- [The problem] Using the entries below, show all lines with the string "woman".

*** Opening Exercise inputs ***

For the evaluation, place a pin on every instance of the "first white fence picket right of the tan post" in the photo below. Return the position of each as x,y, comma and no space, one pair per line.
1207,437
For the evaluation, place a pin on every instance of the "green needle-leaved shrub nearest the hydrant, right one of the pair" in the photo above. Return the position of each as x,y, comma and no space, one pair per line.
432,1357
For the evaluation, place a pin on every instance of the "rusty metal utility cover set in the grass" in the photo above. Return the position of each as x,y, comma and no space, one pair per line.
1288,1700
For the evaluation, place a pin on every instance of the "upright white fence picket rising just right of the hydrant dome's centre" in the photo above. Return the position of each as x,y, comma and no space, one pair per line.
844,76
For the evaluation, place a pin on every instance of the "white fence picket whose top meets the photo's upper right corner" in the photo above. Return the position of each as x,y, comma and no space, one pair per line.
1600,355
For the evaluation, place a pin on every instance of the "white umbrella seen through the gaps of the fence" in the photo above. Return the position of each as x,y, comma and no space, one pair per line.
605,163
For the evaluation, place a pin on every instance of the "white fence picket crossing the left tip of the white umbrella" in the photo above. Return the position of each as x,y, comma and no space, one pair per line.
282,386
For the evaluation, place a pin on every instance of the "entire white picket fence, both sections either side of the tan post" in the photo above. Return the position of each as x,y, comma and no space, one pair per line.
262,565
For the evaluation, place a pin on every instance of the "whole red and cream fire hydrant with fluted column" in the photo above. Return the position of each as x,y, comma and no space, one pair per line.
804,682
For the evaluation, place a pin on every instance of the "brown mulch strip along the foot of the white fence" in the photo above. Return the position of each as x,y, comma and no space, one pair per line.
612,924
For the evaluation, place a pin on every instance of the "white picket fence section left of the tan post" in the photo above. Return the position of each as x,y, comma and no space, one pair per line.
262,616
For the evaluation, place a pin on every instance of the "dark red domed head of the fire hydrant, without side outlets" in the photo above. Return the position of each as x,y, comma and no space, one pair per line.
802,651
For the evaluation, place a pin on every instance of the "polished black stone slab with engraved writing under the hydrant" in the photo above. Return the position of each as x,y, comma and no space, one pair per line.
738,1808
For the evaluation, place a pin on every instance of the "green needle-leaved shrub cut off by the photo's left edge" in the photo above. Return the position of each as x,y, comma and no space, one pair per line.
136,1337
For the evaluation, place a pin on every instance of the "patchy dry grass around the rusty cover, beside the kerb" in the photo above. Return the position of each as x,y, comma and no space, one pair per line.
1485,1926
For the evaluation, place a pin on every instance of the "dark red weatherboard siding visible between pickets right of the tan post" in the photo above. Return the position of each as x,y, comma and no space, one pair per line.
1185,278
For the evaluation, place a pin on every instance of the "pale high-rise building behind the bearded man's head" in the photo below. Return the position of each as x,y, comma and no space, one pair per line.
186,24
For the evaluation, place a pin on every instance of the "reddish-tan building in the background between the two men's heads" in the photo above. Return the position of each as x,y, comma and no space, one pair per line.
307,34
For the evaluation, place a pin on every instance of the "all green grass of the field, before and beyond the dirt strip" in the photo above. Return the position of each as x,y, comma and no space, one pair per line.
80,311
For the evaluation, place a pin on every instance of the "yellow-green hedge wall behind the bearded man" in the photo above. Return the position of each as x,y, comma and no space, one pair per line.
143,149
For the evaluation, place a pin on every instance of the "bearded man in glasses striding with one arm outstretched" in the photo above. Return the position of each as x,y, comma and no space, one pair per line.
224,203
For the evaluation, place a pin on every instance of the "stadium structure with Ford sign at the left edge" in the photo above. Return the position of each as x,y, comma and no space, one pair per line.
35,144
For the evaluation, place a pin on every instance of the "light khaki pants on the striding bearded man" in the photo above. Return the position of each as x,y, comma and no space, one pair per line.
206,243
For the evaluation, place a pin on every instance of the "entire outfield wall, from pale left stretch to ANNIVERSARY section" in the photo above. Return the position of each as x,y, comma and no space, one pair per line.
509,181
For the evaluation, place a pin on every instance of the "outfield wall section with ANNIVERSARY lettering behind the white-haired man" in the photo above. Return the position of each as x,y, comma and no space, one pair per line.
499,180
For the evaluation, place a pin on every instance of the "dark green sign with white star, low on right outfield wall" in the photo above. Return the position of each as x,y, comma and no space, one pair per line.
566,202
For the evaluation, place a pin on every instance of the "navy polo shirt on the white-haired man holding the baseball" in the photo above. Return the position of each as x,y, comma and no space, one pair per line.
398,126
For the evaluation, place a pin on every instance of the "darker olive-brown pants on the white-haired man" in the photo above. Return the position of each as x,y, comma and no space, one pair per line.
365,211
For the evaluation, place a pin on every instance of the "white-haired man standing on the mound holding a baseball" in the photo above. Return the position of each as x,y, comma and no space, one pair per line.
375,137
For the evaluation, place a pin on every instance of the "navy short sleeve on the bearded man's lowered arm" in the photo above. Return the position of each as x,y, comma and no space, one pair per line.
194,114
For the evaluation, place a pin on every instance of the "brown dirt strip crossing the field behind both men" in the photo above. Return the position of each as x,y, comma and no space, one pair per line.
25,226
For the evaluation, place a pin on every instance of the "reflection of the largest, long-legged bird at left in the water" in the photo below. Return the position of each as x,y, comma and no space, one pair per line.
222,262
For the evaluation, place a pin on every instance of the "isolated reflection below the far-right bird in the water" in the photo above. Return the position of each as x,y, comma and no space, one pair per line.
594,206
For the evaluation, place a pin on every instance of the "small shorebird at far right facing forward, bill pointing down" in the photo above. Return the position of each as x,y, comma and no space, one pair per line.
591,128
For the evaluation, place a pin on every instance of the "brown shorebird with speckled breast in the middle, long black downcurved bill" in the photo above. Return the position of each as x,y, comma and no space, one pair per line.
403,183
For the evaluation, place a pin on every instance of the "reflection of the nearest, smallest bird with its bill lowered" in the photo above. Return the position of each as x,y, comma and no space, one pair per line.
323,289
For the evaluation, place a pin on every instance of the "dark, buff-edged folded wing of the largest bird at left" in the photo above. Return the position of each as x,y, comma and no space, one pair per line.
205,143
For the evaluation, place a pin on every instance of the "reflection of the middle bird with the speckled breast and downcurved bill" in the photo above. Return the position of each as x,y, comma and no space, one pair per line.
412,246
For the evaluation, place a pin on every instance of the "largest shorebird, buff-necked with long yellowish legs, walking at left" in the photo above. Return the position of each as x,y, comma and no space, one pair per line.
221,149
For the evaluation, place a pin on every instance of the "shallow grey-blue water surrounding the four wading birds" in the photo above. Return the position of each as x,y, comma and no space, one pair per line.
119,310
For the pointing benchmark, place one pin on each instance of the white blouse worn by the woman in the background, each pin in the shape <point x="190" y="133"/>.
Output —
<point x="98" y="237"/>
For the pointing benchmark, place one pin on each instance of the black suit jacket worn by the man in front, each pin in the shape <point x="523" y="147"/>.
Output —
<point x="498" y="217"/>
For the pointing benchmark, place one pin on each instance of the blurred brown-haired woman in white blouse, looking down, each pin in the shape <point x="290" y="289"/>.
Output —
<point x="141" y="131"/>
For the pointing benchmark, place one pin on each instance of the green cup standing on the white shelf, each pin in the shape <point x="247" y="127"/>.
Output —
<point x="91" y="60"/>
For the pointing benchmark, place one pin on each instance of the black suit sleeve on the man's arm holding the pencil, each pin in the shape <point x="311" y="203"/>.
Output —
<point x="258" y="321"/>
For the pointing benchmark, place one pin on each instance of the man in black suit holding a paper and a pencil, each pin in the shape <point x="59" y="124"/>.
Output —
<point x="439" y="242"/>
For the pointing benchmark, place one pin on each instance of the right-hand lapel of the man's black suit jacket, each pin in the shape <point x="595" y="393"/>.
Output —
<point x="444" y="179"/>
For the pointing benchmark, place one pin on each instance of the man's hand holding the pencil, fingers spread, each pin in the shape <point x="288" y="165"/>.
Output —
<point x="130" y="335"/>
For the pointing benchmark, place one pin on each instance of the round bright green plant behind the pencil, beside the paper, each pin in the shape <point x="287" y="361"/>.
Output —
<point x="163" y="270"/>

*** Closing Exercise inputs ***

- [Exercise result]
For the pointing benchmark, place one pin on each instance of the white blouse worn by the woman in the background, each pin in the shape <point x="190" y="133"/>.
For the pointing benchmark, place one pin on each instance of the blurred brown-haired woman in white blouse, looking down, each pin in the shape <point x="290" y="289"/>.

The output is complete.